__DATA TO EXAMINE__
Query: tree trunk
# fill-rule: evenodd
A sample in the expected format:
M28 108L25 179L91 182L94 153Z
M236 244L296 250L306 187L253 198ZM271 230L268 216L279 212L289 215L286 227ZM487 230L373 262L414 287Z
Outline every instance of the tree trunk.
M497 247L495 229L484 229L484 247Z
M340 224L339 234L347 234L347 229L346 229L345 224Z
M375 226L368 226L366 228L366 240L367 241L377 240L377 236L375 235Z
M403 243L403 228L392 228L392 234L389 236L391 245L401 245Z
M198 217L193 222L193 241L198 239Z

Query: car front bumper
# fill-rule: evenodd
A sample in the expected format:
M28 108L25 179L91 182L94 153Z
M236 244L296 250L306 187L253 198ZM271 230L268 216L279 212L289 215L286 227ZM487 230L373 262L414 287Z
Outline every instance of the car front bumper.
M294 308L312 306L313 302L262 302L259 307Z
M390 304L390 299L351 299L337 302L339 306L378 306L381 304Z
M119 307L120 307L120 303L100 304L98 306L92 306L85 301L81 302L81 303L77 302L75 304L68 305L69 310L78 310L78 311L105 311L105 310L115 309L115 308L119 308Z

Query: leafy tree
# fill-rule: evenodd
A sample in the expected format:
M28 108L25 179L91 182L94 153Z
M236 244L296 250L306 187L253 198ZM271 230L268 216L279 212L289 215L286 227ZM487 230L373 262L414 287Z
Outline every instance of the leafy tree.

__WHAT IS EXPECTED__
Each line of the listing that contains the word "leafy" must be copied.

__WRITTEN SOLUTION__
Query: leafy tree
Outline every instance of the leafy tree.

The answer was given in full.